▶ **VOS TÂCHES**
a – Selon l'extrait sur les risques naturels et le permis de construire, sur le fondement de quel article un risque naturel peut-il faire obstacle à la délivrance d'un permis de construire ?
b – Recopiez à l'identique le passage de l'extrait sur les risques naturels et le permis de construire qui commence par « A ce titre, l’existence » et se termine par « plan de prévention)[13]. ».

▶ **EXTRAIT À LIRE**
○ ○ ○ ○ ○

A ce titre, l’existence d’un risque naturel peut être de nature à faire obstacle à la délivrance d’un permis de construire sur le fondement des dispositions de l’article R. 111-2 du code de l’urbanisme[12].

Les dispositions de cet article peuvent donc, tout d’abord, s’appliquer dans l’hypothèse où un terrain ne serait couvert par un plan local d’urbanisme et/ou par un plan de prévention des risques naturels (hypothèse qui inclut également l’absence du risque en question par le plan de prévention)[13].

Les dispositions de cet article peuvent, ensuite, s’appliquer dans les territoires couverts par un plan local d’urbanisme et/ou un plan de prévention des risques naturels prévisibles.

Ainsi, si les particularités de la situation l’exigent, le maire pourra, en plus des conditions d’application d’une prescription générale contenue dans le plan de prévention des risques naturels ou le plan local d’urbanisme, subordonner la délivrance du permis de construire sollicité à d’autres prescriptions spéciales[14].

A titre d’exemple, dans une zone où le risque d’incendie était considéré comme très élevé par le plan de prévention des risques d’incendie de forêt, un permis de construire a été annulé car le projet ne comportait pas suffisamment de mesure pour prévenir et lutter contre de tels risques. En l’espèce, il était reproché au pétitionnaire de ne pas avoir prévu des poteaux d’incendie suffisamment alimentés en eau[15].

Surtout, le maire pourra, si les risques d’atteinte à la sécurité publique le justifie, refuser de délivrer un permis de construire, alors même que le plan de prévention des risques et/ou le plan local d’urbanisme n’auraient pas classé le terrain d’assiette du projet en zone à risque ni prévu de prescriptions particulières qui lui soient applicables[16].

○ ○ ○ ○ ○

▶ **LIGNES RÉPERTORIÉES**
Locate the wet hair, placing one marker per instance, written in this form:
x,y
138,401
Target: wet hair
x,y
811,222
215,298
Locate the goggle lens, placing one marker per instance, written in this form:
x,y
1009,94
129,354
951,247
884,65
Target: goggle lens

○ ○ ○ ○ ○

▶ **RÉPONSES ATTENDUES**
a – L'article R. 111-2 du code de l'urbanisme.

b –
A ce titre, l’existence d’un risque naturel peut être de nature à faire obstacle à la délivrance d’un permis de construire sur le fondement des dispositions de l’article R. 111-2 du code de l’urbanisme[12].

Les dispositions de cet article peuvent donc, tout d’abord, s’appliquer dans l’hypothèse où un terrain ne serait couvert par un plan local d’urbanisme et/ou par un plan de prévention des risques naturels (hypothèse qui inclut également l’absence du risque en question par le plan de prévention)[13].